* [DOEL]
Schrijf het deel van de lijst woord voor woord over dat loopt vanaf het begin van de lijst tot en met de regel met "Query: <item>blossoming tree</item>". Neem de afbeeldingen niet op in je antwoord.

* [GEËXTRAHEERDE GEGEVENS]
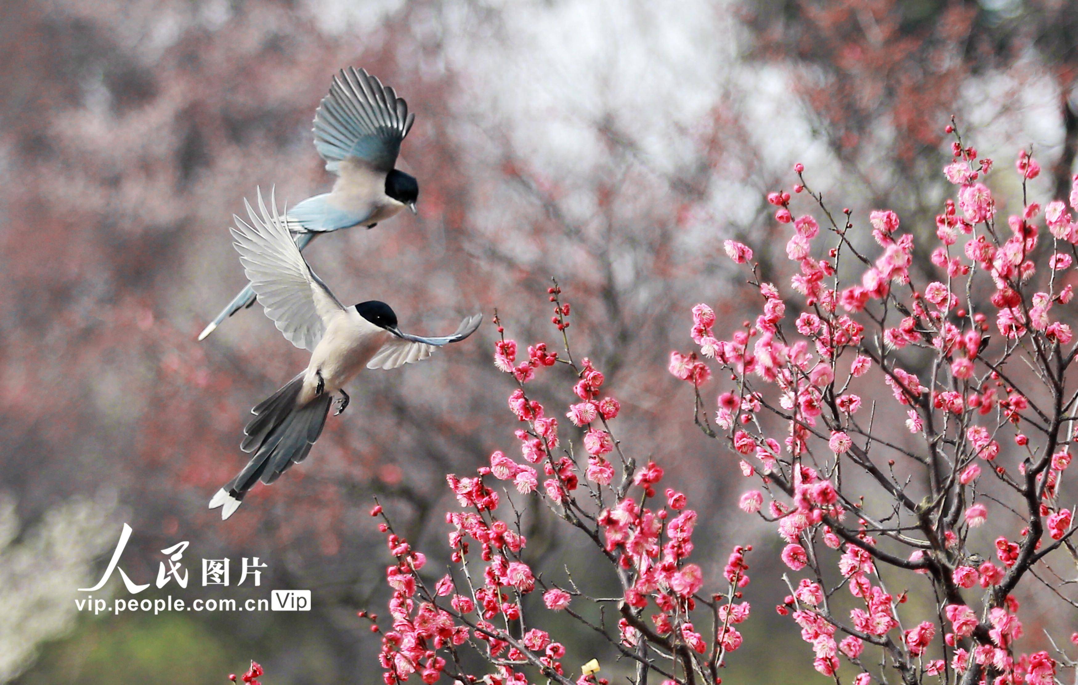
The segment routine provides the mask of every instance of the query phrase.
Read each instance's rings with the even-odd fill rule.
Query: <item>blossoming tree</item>
[[[1051,652],[1022,651],[1014,592],[1041,583],[1078,607],[1063,591],[1066,571],[1052,568],[1078,560],[1074,495],[1062,489],[1078,420],[1067,374],[1078,347],[1062,320],[1078,177],[1069,209],[1055,200],[1041,210],[1026,195],[1039,165],[1022,152],[1023,207],[1004,229],[984,183],[992,160],[953,123],[948,132],[954,160],[944,173],[957,202],[936,218],[936,280],[911,278],[914,235],[894,212],[871,214],[875,256],[852,239],[851,212],[835,220],[797,165],[794,194],[826,221],[821,230],[812,213],[796,216],[789,193],[769,196],[792,228],[792,291],[760,282],[751,249],[728,241],[730,257],[751,265],[762,312],[720,340],[714,313],[697,305],[699,354],[674,352],[671,372],[694,385],[700,427],[741,455],[760,486],[741,507],[786,542],[783,561],[798,575],[787,576],[778,611],[800,626],[817,671],[838,682],[845,658],[860,671],[857,685],[887,682],[888,670],[910,684],[1049,685],[1076,662],[1051,635]],[[729,380],[714,427],[701,411],[704,360]],[[883,385],[889,393],[877,393]],[[906,414],[904,437],[892,428],[900,421],[883,418],[895,408]],[[1000,458],[1005,441],[1018,457]],[[923,596],[888,590],[896,585]]]
[[[730,257],[750,269],[762,311],[723,339],[714,311],[693,307],[697,350],[673,352],[669,371],[693,386],[696,424],[758,484],[740,506],[784,540],[792,573],[773,588],[776,609],[800,627],[816,671],[837,683],[848,672],[855,685],[896,673],[907,684],[1049,685],[1078,662],[1052,635],[1050,651],[1023,651],[1033,639],[1015,590],[1041,583],[1078,607],[1065,572],[1053,569],[1067,555],[1078,559],[1062,487],[1078,420],[1067,379],[1078,346],[1061,320],[1078,222],[1064,201],[1042,211],[1025,200],[1039,165],[1022,153],[1023,208],[1006,235],[984,183],[992,162],[954,126],[948,132],[954,160],[944,172],[957,201],[937,218],[936,280],[911,277],[914,235],[894,212],[872,212],[879,249],[870,252],[852,212],[833,214],[797,165],[793,195],[811,198],[825,221],[821,228],[801,213],[789,193],[769,196],[775,219],[792,228],[787,254],[799,269],[790,290],[762,282],[751,248],[728,241]],[[1078,209],[1078,180],[1069,206]],[[721,683],[749,616],[741,589],[750,548],[733,548],[722,579],[690,561],[695,512],[661,486],[659,463],[623,450],[619,402],[602,371],[573,355],[570,307],[556,282],[549,295],[557,352],[540,342],[523,354],[495,317],[494,360],[512,379],[520,458],[496,451],[474,475],[447,476],[459,505],[445,515],[450,572],[430,573],[389,514],[371,512],[395,559],[389,621],[360,613],[382,634],[385,683],[605,685],[596,663],[562,663],[577,633],[565,633],[565,623],[552,633],[547,612],[608,641],[633,665],[634,685]],[[575,385],[555,410],[529,383],[558,366]],[[702,392],[713,374],[723,383],[714,416]],[[887,419],[895,416],[904,428]],[[1001,447],[1007,441],[1021,460]],[[521,521],[540,506],[597,550],[618,597],[533,571]],[[525,602],[533,592],[542,605]],[[597,621],[584,611],[594,605]]]

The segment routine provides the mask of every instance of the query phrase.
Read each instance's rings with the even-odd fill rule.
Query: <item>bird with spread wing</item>
[[[300,250],[317,236],[385,221],[404,207],[415,212],[419,184],[395,169],[415,114],[397,93],[365,69],[342,69],[315,112],[315,149],[337,174],[329,193],[308,197],[288,212],[288,229]],[[232,298],[198,335],[203,340],[258,296],[251,284]]]
[[[452,335],[423,337],[401,332],[389,305],[370,300],[345,307],[310,269],[289,232],[289,221],[258,193],[258,211],[245,200],[250,223],[235,216],[232,228],[239,262],[266,316],[310,363],[285,387],[259,403],[240,449],[250,461],[209,502],[226,519],[261,479],[276,480],[303,461],[322,432],[333,397],[336,414],[348,405],[344,386],[364,368],[397,368],[430,357],[436,348],[467,338],[482,321],[476,313]]]

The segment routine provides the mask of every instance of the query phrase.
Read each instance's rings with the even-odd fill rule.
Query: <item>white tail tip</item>
[[[209,508],[216,509],[217,507],[220,506],[221,520],[224,521],[227,520],[230,516],[235,514],[236,509],[239,508],[240,504],[241,504],[240,500],[237,500],[236,498],[232,497],[231,494],[229,494],[227,490],[221,488],[220,490],[217,491],[217,494],[213,495],[213,499],[209,501]]]

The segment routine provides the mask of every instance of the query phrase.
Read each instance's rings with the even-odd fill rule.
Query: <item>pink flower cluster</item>
[[[564,336],[569,307],[561,302],[556,286],[549,295],[555,306],[554,323]],[[392,590],[392,625],[383,633],[379,657],[386,685],[405,682],[412,675],[431,684],[443,674],[456,682],[482,679],[490,685],[526,685],[524,667],[571,685],[562,663],[564,644],[529,625],[537,619],[531,613],[525,623],[524,598],[539,591],[547,610],[584,621],[573,603],[594,600],[582,598],[571,578],[568,586],[558,587],[537,576],[525,561],[527,540],[517,528],[519,518],[512,513],[502,518],[507,502],[517,494],[527,498],[524,502],[541,502],[559,520],[590,531],[590,539],[597,543],[596,554],[626,579],[618,630],[608,637],[623,656],[635,655],[638,645],[648,643],[651,658],[666,652],[680,655],[680,668],[701,668],[692,659],[685,660],[691,653],[710,663],[710,669],[718,668],[727,654],[741,646],[736,626],[750,613],[749,604],[740,601],[741,589],[749,582],[745,561],[749,548],[736,547],[730,557],[724,571],[728,592],[703,595],[704,570],[690,561],[696,512],[688,506],[683,492],[667,487],[660,493],[665,474],[658,463],[635,466],[621,455],[611,433],[621,405],[605,394],[604,374],[586,358],[573,360],[567,336],[564,359],[536,344],[528,347],[527,360],[517,363],[516,342],[505,337],[497,318],[495,323],[500,339],[495,345],[494,363],[516,386],[508,403],[519,427],[515,436],[521,459],[497,450],[489,456],[489,465],[479,467],[474,475],[446,475],[459,505],[445,514],[451,572],[437,581],[425,579],[426,556],[392,530],[381,505],[371,512],[381,518],[379,531],[396,560],[386,570],[386,583]],[[547,406],[531,399],[527,390],[540,369],[559,362],[571,371],[573,379],[571,400],[563,409],[572,424],[571,437],[559,434],[559,428],[564,433],[565,427],[559,427]],[[582,445],[586,464],[576,457],[581,450],[563,447],[564,441]],[[611,461],[613,453],[617,458]],[[620,484],[616,481],[619,472]],[[502,490],[509,486],[516,493]],[[589,497],[577,499],[581,489]],[[581,520],[580,513],[592,502],[607,504],[586,515],[586,521]],[[382,631],[376,616],[361,615],[371,620],[372,630]],[[711,623],[709,628],[705,628],[706,621]],[[494,673],[476,676],[460,672],[457,649],[466,647],[479,647]],[[584,673],[577,684],[607,685],[607,681]]]
[[[794,192],[807,192],[826,213],[829,230],[821,230],[810,214],[798,215],[789,193],[771,193],[768,201],[777,208],[778,229],[792,228],[786,254],[798,268],[789,277],[789,292],[751,280],[763,300],[759,316],[721,333],[709,307],[693,307],[691,338],[700,357],[672,353],[671,372],[693,382],[697,406],[700,387],[711,375],[699,368],[702,360],[714,360],[722,371],[718,377],[729,378],[733,386],[719,391],[716,428],[699,418],[697,423],[724,441],[742,474],[762,486],[762,491],[742,494],[740,507],[772,521],[786,542],[783,561],[794,572],[807,573],[792,581],[777,610],[792,614],[801,627],[817,671],[834,675],[841,656],[866,668],[860,655],[870,643],[892,649],[888,658],[904,673],[900,680],[916,677],[912,675],[916,669],[942,675],[949,668],[955,672],[978,668],[978,673],[994,674],[994,685],[1049,683],[1058,665],[1047,652],[1014,649],[1023,629],[1010,592],[1033,564],[1074,533],[1074,507],[1058,502],[1070,456],[1065,447],[1047,451],[1042,445],[1035,447],[1031,436],[1048,432],[1044,424],[1049,423],[1055,431],[1052,439],[1059,441],[1053,444],[1065,445],[1072,439],[1067,432],[1073,430],[1073,418],[1056,408],[1058,422],[1052,423],[1044,406],[1034,405],[1032,395],[1020,388],[1032,385],[1026,371],[1032,366],[1045,381],[1045,391],[1056,392],[1064,403],[1056,407],[1074,402],[1049,379],[1059,377],[1062,383],[1064,369],[1075,359],[1073,350],[1061,349],[1073,335],[1059,317],[1060,306],[1073,298],[1072,285],[1061,274],[1074,264],[1067,252],[1078,244],[1078,223],[1063,201],[1048,205],[1041,225],[1047,225],[1055,248],[1054,254],[1050,252],[1051,269],[1038,281],[1032,255],[1041,233],[1040,207],[1025,205],[1021,213],[1008,218],[1008,232],[997,230],[1003,204],[984,183],[991,159],[979,158],[960,139],[953,152],[944,176],[958,187],[937,216],[938,243],[930,264],[924,265],[936,271],[927,279],[913,268],[914,235],[901,232],[894,211],[873,211],[869,216],[880,247],[880,254],[871,258],[849,240],[856,230],[852,212],[843,211],[844,224],[832,221],[798,165]],[[1039,174],[1039,164],[1026,153],[1015,166],[1023,183]],[[1070,209],[1078,210],[1078,177],[1069,201]],[[826,235],[833,242],[821,248]],[[953,249],[962,236],[964,248]],[[1067,252],[1061,251],[1061,242],[1070,243],[1063,246]],[[725,251],[737,264],[751,263],[747,246],[727,241]],[[844,254],[863,265],[854,284],[848,284],[848,270],[839,277]],[[754,276],[759,272],[754,265]],[[918,280],[924,281],[923,289]],[[970,294],[978,288],[987,291],[985,296]],[[993,318],[1003,340],[995,346],[989,336]],[[920,357],[904,357],[913,348],[920,348]],[[1011,360],[1017,366],[1008,366]],[[873,369],[874,378],[868,376]],[[894,400],[887,409],[880,386],[889,388],[886,394]],[[856,415],[866,404],[861,399],[866,393],[873,393],[869,395],[873,416],[861,418]],[[895,410],[904,413],[906,427],[924,443],[908,447],[873,428],[882,411]],[[1001,436],[1008,433],[1026,456],[1013,471],[999,463],[1006,453]],[[1048,453],[1051,449],[1054,453]],[[888,451],[889,458],[872,456]],[[899,460],[903,465],[897,465]],[[998,563],[983,560],[990,553],[975,550],[980,537],[970,533],[1007,525],[1003,517],[994,518],[997,509],[981,500],[989,484],[979,480],[982,469],[977,462],[991,464],[992,485],[1017,497],[1018,503],[1007,506],[1036,509],[1017,534],[994,533],[993,556]],[[907,484],[920,476],[898,473],[915,474],[925,467],[941,469],[937,474],[942,474],[925,477],[934,488],[929,497],[908,493]],[[887,511],[881,513],[879,505],[869,506],[865,497],[849,491],[848,470],[859,471],[876,486]],[[1003,495],[996,501],[998,497]],[[899,515],[910,522],[909,529],[899,528]],[[908,557],[895,555],[896,541],[911,547]],[[830,593],[823,575],[827,551],[823,547],[840,551],[838,568],[844,582]],[[949,599],[939,615],[945,616],[951,630],[945,631],[935,614],[911,620],[916,612],[910,610],[910,616],[900,617],[907,612],[900,612],[907,595],[887,591],[877,573],[881,564],[927,576],[937,597]],[[977,586],[991,589],[981,600],[980,614],[973,609],[977,601],[963,597],[964,590]],[[854,600],[848,618],[839,613],[834,596],[842,587]],[[893,637],[903,624],[900,638]],[[839,631],[846,638],[840,641]],[[857,682],[871,677],[862,672]]]

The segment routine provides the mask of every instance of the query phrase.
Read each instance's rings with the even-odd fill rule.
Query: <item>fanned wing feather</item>
[[[258,192],[259,212],[246,199],[250,224],[234,216],[233,243],[239,263],[251,282],[266,316],[289,342],[314,350],[326,333],[327,320],[344,307],[310,267],[288,229],[287,219],[277,213],[273,193],[270,208]]]
[[[315,112],[315,148],[336,172],[347,157],[389,171],[415,120],[407,103],[365,69],[342,69]]]
[[[464,340],[479,328],[483,322],[483,314],[476,313],[466,317],[456,333],[439,337],[423,337],[402,333],[400,337],[390,338],[388,342],[375,352],[371,361],[367,363],[368,368],[397,368],[404,364],[418,362],[430,357],[434,348]]]

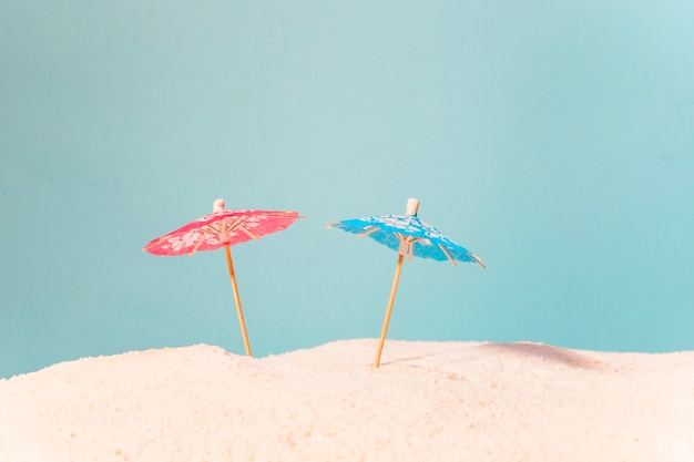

* [HET RESULTAAT]
The segment routine provides the mask of every instance of the query phrase.
Read each instance's rings with the even-odd fill rule.
Query: <item>blossoming tree</item>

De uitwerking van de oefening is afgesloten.